- **Task data**:
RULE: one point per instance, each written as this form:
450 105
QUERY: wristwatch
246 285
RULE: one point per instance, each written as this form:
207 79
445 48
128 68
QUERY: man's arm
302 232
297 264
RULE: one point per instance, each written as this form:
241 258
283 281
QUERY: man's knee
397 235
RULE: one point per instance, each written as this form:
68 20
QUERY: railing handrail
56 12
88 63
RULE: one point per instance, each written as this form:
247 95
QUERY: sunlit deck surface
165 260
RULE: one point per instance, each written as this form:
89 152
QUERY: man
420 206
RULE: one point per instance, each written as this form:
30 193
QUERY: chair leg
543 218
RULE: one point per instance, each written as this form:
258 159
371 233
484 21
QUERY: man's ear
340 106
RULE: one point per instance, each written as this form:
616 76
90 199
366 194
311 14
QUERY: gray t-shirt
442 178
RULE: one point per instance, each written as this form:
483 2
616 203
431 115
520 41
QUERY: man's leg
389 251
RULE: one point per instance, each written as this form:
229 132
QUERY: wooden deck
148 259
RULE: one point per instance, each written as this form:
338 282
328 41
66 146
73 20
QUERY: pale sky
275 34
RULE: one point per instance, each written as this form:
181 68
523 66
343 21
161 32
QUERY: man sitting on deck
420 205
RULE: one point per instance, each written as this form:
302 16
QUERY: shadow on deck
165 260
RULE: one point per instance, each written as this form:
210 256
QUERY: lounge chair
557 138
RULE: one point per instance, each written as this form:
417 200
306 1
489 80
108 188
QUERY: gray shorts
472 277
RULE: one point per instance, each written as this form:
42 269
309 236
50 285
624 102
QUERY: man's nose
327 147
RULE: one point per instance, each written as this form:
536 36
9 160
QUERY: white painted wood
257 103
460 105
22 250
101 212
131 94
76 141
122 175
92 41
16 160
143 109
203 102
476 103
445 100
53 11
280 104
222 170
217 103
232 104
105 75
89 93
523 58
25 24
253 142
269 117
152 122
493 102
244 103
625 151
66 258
* * *
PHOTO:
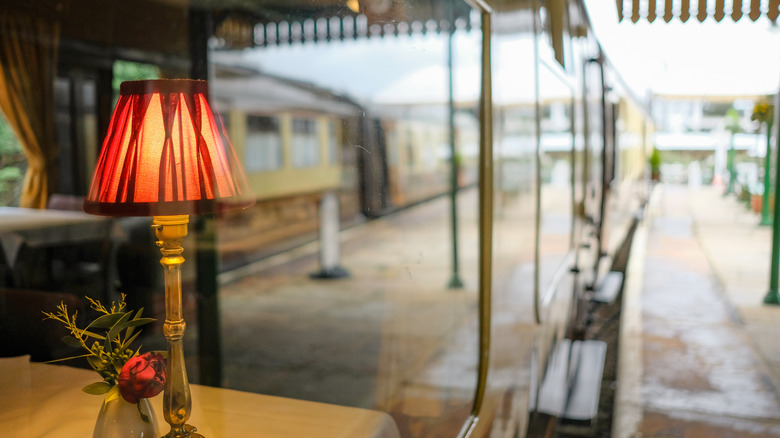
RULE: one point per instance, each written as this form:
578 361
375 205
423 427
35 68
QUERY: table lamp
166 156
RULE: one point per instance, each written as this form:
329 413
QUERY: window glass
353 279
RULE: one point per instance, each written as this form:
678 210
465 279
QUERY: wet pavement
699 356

- **Problem requirements**: Please list every line of the data above that contains the word "deck".

- **Correct answer**:
QUERY: sunlit deck surface
QUERY: wooden deck
QUERY: man sitting on deck
QUERY: shadow on deck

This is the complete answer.